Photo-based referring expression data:

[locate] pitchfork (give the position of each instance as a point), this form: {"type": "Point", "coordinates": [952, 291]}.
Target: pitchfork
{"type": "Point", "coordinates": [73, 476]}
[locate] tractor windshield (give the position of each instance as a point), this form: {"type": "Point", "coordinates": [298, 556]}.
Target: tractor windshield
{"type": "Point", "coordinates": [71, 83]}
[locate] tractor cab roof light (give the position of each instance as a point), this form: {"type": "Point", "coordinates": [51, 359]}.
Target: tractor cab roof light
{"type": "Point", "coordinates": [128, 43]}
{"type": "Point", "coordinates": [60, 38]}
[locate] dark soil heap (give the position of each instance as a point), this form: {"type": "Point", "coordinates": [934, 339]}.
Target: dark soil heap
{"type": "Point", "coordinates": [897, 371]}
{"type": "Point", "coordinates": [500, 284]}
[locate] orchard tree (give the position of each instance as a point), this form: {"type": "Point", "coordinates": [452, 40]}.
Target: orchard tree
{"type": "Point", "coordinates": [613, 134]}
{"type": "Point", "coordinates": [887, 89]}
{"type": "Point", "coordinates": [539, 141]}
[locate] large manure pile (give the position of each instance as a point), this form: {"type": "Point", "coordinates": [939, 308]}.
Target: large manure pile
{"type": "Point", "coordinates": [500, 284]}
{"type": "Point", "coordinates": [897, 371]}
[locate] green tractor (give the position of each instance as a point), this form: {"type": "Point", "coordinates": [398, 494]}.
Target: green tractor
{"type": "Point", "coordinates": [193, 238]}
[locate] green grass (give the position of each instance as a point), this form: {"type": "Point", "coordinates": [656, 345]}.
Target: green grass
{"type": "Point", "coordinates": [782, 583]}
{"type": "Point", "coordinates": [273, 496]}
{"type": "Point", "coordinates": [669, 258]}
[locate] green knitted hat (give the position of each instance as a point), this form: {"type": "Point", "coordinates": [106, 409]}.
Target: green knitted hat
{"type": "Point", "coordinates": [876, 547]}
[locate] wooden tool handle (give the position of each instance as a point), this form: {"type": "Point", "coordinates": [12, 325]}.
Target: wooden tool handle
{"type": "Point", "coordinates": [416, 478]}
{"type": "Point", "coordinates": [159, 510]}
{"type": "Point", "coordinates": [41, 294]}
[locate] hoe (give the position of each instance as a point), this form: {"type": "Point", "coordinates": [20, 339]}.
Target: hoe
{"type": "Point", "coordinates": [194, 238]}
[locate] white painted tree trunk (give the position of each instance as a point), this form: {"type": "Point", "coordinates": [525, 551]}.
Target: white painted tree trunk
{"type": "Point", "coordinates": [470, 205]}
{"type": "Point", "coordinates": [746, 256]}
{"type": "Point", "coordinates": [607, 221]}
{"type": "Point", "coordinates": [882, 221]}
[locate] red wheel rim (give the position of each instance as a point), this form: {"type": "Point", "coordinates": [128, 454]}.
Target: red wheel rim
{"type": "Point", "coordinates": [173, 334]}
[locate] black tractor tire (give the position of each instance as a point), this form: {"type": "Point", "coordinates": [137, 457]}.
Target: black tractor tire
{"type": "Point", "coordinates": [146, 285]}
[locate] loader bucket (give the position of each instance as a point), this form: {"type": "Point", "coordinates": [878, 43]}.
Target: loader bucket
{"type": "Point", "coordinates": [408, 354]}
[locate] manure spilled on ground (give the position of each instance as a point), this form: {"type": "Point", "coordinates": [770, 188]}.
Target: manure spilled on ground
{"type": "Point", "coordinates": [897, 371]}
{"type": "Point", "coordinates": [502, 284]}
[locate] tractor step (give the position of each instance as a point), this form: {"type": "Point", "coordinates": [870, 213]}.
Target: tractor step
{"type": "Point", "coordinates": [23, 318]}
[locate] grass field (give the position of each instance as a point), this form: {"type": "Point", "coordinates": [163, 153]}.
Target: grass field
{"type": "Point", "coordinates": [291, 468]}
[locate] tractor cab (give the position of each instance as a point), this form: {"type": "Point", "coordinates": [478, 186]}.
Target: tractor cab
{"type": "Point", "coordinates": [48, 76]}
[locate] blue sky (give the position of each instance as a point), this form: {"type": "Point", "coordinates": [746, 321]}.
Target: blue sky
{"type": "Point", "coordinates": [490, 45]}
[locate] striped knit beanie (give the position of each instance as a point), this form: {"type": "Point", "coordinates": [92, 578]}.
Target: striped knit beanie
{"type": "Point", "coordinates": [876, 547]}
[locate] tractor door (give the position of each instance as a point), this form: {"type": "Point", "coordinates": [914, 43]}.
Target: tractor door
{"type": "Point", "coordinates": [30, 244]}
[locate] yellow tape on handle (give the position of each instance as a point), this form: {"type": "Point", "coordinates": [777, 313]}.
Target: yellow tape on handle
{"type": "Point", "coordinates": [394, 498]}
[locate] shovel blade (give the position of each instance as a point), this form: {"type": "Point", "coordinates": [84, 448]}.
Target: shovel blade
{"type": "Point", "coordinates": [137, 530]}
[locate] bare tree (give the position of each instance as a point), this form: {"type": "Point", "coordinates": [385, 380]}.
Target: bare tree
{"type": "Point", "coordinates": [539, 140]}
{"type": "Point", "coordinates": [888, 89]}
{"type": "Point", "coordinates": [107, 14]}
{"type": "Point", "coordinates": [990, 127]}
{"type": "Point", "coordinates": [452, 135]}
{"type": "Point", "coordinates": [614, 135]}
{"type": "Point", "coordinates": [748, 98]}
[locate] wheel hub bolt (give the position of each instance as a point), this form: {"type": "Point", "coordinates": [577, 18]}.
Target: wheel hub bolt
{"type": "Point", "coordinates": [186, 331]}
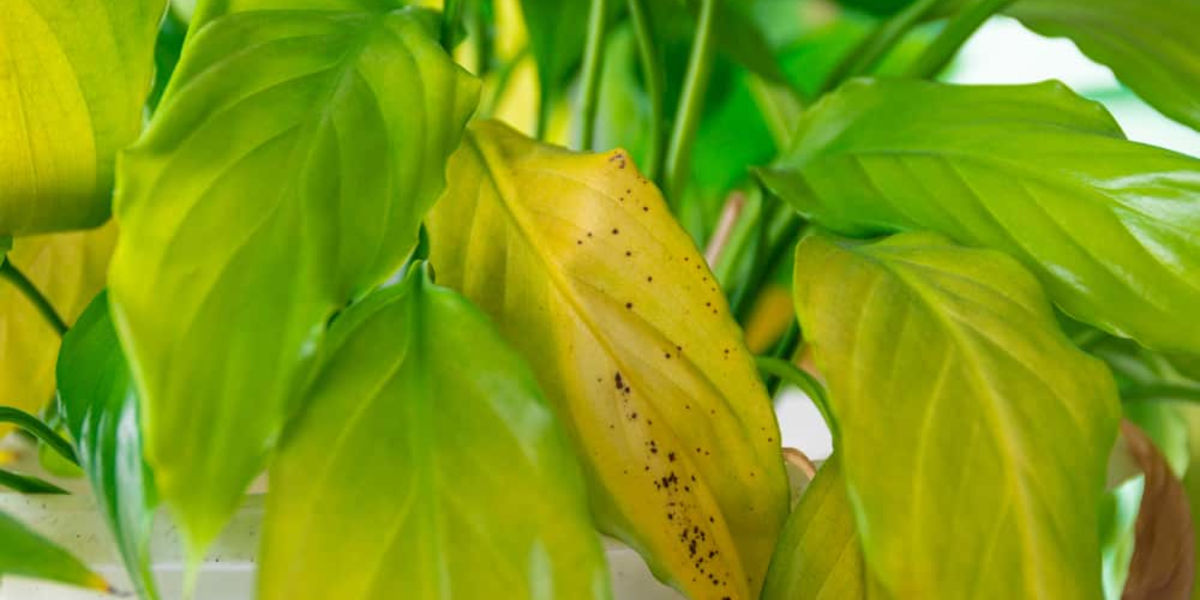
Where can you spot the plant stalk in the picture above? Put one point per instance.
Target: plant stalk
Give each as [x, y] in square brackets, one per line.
[953, 36]
[655, 79]
[593, 65]
[450, 18]
[10, 271]
[691, 105]
[39, 430]
[876, 46]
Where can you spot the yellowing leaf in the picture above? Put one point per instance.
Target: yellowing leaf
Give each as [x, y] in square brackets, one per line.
[75, 75]
[286, 173]
[474, 492]
[579, 262]
[69, 269]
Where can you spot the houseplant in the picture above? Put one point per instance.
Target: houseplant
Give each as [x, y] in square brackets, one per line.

What is needed:
Could you reproduce exactly the lines of the entries above, from the one with "Target: loader bucket" through the one with "[locate] tractor step", and nothing else?

Exercise solution:
Target: loader bucket
{"type": "Point", "coordinates": [408, 354]}
[locate] manure spilled on ground (give the position of each instance as a point), this form: {"type": "Point", "coordinates": [770, 188]}.
Target: manure spilled on ground
{"type": "Point", "coordinates": [897, 371]}
{"type": "Point", "coordinates": [502, 284]}
[locate] tractor step (give the position of each instance as a point), this form: {"type": "Point", "coordinates": [870, 213]}.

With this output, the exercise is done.